O QUE FAZER: Transcreva o texto sobre a rua do Porto desde "Antigamente o comprador" até "umas boas pauladas.", inclusive, e, por favor, troque "comprador" por "freguês".

──────── TRECHO DO TEXTO

Antigamente o comprador podia se dar ao luxo de escolher os peixes que queria. O dourado e o pintado eram os preferidos. O cascudo não se comia porque tinha um leite e os antigos diziam que dava dor de barriga; o corumbatá tinha muito espinho e o Jaú dava “cabeça de prego” (furunco). Por isso, o jaú era usado apenas como isca para pegar outros peixes. O pescador fazia uma pindaqüema (bambu grosso com anzol e chumbo na ponta) que era fincado no barranco. O jaú era fisgado pelo rabo. Mas às vezes, o jaú pegava um outro jaú. O pescador ficava louco de raiva e antes de soltá-lo dava-lhe umas boas pauladas.

Piracajuba era outro peixe muito encontrado no rio, principalmente no bosteiro, onde era despejado o esgoto da cidade. “Tinha piracajuba que tremia de gorda, mas ninguém queria saber. Tinha que oferecer de longe para não apanhar. Joga essa porcaria no rio” – diziam. Tote sempre conseguia convencer uma velhinha, que não saia de sua casa, a ficar com o peixe. Mas antes de oferecer a ela, porém, fazia massagem na piracajuba até ela soltar toda porcaria que tinha dentro. “O peixe ficava até mole. Eu falava a ela que tinha pescado na ponte do Morato. E até jurava.”

Saudade em verso 

Tote tem saudade da antiga rua do Porto, quando os eucaliptos tomavam toda margem do rio, e do vai-e-vem dos barcos de uma margem a outra, levando os trabalhadores do engenho central, que movimentavam a água transparente.

Faz uns 40 anos. Quando ele sentia sede, ia beber água no rio. “A gente entrava nele e via os pés no fundo” – disse. “Tinha uns homens, que ficavam aí tirando areia, que bebiam água na pá”. Hoje, Tote passa horas olhando para o Piracicaba. “Ele é milagroso” – a diz ao olhar os peixes pulando. É a piracema, época da desova. Em sua opinião, deveriam proibir a pesca por uns dois ou três anos. “Daí, o rio já ia ficar bão de novo, cheio de peixes”. Aliás, segundo Tote, o único peixe que morre “afogado” é o cascudo. “Ele vive onde tem pedras ou barro para poder apoiar a cabeça” — tenta explicar.

Tote só sai da rua do Porto quando morrer. Na verdade, ele queria ser enterrado ali mesmo, na beira do rio. Ele pensa sempre nisso. Unindo a saudade, lembranças e seus sonhos, escreveu:

“Velha rua dos meus sonhos

Um passado em mim deixou

A lembrança ainda existe

E a saudade o tempo não levou

Minha rua é tão linda

Por todos admirada

Junto de ti sou tudo

Longe de ti sou nada

Foi meu berço de criança

Rua da minha ilusão

Tu viverás para sempre

Dentro do meu coração

Junto de ti eu revejo

Os meus entes queridos

Para quem uma prece ofereço

Jamais serão esquecidos

Bairro de ti não esqueço

E vivo pensando assim

Enquanto você cresce

Eu vou chegando ao fim

Coisa que sempre pensei

E que carrego comigo

Queria que fizesse aqui meu eterno jazigo”.

────────────────
──────── MATERIAL APRESENTADO

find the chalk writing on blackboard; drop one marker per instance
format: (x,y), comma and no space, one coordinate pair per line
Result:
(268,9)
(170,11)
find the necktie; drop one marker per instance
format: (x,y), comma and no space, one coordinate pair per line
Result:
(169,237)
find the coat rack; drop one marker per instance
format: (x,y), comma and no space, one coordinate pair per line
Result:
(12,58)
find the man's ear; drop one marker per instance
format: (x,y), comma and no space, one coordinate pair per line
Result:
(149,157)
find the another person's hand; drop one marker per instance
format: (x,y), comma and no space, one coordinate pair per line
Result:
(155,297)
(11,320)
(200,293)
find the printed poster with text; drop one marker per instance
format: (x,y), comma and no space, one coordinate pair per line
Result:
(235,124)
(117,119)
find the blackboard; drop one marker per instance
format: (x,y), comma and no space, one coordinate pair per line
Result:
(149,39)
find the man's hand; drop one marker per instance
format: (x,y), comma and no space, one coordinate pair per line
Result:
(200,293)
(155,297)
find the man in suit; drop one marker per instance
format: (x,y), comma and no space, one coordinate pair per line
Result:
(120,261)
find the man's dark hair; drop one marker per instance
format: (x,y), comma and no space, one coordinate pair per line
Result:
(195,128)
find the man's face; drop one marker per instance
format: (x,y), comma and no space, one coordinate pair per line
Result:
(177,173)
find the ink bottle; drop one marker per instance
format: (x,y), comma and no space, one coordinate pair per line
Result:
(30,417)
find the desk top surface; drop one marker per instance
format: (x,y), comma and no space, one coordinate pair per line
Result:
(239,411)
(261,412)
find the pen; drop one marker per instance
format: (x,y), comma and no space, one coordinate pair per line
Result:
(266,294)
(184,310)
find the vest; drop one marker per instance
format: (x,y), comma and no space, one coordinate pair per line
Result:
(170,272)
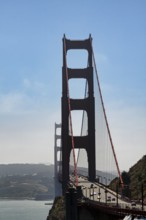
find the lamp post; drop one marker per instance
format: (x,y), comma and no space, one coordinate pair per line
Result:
(106,196)
(142,195)
(117,191)
(99,195)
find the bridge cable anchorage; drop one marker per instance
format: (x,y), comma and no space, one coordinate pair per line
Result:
(70,118)
(104,112)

────────────────

SUA RESPOSTA:
Antigamente o freguês podia se dar ao luxo de escolher os peixes que queria. O dourado e o pintado eram os preferidos. O cascudo não se comia porque tinha um leite e os antigos diziam que dava dor de barriga; o corumbatá tinha muito espinho e o Jaú dava “cabeça de prego” (furunco). Por isso, o jaú era usado apenas como isca para pegar outros peixes. O pescador fazia uma pindaqüema (bambu grosso com anzol e chumbo na ponta) que era fincado no barranco. O jaú era fisgado pelo rabo. Mas às vezes, o jaú pegava um outro jaú. O pescador ficava louco de raiva e antes de soltá-lo dava-lhe umas boas pauladas.